### [DATA EXTRACTS]
Content starts

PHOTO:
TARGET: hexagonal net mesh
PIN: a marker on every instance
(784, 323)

Content ends
Content starts

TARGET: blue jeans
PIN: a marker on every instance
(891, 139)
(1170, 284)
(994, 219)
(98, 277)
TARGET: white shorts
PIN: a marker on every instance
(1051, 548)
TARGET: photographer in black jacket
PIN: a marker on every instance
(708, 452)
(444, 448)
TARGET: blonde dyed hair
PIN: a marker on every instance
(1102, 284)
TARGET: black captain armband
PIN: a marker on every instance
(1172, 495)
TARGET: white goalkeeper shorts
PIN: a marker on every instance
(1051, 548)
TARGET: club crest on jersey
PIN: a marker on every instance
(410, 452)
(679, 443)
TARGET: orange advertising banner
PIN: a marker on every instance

Content ends

### [WHAT THE TASK REQUIRES]
Taking the records above line by line, count those that hold the word "black"; the number is the entire answer.

### [SOLVED EXERCISE]
2